**Task goal**
Extract, unchanged, every line from the top of the material below through the line with "target | bare arm", and no more.

::::

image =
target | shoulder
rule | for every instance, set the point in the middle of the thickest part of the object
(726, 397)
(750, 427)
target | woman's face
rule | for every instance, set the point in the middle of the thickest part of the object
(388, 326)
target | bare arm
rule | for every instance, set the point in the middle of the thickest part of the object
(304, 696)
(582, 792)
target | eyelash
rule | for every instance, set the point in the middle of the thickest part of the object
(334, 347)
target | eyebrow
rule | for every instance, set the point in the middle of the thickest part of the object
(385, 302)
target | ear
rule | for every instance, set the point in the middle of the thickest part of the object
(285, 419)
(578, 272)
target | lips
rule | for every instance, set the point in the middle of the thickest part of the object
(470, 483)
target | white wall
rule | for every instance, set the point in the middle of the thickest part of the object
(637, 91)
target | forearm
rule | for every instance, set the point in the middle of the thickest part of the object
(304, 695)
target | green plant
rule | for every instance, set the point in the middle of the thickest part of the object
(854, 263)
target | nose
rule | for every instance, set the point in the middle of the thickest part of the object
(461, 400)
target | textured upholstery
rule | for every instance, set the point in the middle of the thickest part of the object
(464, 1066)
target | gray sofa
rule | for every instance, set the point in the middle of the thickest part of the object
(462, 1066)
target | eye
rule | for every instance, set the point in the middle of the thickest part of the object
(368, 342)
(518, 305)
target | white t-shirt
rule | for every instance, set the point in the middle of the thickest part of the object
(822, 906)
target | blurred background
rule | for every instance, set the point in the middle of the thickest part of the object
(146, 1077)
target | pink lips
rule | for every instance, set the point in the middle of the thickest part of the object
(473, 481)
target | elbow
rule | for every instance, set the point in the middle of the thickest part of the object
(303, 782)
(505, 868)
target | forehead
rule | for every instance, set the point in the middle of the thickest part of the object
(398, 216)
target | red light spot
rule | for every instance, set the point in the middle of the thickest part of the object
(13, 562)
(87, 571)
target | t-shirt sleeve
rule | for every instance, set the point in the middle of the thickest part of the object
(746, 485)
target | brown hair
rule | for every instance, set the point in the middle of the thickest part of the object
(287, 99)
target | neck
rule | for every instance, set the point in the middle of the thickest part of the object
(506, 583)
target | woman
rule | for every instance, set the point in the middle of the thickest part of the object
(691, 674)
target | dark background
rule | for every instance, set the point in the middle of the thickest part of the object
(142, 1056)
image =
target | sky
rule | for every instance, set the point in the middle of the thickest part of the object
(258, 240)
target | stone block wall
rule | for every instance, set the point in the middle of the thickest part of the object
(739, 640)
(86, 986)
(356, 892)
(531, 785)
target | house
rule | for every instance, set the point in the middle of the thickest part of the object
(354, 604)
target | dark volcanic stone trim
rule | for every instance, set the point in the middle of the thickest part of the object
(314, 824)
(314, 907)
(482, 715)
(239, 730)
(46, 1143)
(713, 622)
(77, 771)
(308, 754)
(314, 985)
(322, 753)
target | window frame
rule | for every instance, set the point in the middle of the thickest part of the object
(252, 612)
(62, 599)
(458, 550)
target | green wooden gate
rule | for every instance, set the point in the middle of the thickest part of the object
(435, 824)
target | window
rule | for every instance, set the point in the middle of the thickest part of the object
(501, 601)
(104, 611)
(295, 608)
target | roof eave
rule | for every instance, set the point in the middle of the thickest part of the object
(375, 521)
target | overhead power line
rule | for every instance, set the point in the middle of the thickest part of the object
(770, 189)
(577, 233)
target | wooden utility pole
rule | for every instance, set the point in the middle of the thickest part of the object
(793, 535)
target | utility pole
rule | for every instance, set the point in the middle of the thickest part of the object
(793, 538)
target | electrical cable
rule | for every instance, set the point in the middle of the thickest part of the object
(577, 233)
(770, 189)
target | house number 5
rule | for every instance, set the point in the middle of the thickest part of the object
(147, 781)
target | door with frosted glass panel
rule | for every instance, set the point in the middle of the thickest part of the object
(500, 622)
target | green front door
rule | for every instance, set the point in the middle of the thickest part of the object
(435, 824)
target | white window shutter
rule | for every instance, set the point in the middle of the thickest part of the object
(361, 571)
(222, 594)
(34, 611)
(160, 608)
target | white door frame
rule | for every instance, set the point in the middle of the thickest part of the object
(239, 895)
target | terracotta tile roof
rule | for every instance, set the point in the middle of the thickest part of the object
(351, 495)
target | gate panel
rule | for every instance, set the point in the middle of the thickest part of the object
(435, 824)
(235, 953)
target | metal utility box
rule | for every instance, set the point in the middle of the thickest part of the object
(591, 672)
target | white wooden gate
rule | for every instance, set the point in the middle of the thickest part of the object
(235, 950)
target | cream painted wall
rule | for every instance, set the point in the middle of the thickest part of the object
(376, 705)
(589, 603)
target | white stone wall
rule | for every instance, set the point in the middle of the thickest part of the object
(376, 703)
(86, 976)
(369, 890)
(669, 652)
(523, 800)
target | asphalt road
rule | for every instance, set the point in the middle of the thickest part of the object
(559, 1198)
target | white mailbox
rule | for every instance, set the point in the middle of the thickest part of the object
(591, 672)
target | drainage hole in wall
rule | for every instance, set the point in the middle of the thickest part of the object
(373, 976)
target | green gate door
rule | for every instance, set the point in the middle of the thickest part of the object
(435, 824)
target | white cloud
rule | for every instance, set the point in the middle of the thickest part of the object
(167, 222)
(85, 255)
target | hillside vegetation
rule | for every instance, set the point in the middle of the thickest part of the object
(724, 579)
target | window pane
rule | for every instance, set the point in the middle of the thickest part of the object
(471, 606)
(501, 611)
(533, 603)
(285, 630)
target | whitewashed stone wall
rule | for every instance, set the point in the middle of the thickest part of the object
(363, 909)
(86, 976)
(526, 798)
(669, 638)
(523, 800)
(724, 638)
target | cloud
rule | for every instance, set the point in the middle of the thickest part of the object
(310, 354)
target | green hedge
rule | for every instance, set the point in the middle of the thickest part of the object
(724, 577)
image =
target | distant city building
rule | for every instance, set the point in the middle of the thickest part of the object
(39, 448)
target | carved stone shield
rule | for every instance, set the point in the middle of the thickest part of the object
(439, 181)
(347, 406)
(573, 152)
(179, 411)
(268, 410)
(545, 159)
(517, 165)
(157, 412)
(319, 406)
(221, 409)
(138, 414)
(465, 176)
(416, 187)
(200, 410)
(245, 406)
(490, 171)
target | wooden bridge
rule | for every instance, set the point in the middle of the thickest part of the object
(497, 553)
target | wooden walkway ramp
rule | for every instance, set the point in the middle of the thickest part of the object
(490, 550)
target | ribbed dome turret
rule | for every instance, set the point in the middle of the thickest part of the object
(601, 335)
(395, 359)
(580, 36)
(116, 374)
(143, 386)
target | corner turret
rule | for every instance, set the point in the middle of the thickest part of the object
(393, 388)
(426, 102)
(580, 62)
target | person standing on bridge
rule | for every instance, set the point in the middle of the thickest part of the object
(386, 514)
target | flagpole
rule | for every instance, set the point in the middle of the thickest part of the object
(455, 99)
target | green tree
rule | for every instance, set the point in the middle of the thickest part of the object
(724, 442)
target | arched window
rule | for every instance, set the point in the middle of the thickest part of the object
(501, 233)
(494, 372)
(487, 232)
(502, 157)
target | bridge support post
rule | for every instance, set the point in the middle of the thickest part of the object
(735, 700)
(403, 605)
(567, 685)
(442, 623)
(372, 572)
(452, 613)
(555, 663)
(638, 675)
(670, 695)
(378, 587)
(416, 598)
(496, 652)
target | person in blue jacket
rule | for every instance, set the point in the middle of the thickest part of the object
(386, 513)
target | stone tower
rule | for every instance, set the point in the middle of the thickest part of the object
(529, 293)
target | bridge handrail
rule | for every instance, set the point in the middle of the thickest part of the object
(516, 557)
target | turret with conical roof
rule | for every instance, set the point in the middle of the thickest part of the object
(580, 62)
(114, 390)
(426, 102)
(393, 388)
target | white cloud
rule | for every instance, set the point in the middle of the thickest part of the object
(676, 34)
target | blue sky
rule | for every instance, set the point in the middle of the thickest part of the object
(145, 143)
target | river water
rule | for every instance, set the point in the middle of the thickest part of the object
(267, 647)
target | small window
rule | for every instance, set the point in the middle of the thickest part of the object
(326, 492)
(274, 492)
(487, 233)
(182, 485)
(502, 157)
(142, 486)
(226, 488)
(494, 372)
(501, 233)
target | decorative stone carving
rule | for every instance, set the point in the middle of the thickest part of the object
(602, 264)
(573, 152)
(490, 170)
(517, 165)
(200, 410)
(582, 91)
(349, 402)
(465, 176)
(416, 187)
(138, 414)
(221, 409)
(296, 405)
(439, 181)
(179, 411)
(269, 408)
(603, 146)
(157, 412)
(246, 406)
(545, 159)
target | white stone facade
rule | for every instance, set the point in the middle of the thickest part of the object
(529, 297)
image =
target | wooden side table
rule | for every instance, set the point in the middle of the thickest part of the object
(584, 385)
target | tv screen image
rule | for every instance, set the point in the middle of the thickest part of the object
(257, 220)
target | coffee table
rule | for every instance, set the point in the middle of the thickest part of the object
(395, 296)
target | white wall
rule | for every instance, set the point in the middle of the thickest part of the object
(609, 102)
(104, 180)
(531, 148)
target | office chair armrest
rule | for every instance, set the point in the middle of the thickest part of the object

::::

**Response area**
image =
target | shoulder
rule | for every instance, set the point in the middle of the thickest part of the object
(726, 397)
(750, 427)
target | woman's face
rule | for every instance, set the point in the middle of the thickest part of the object
(388, 326)
target | bare arm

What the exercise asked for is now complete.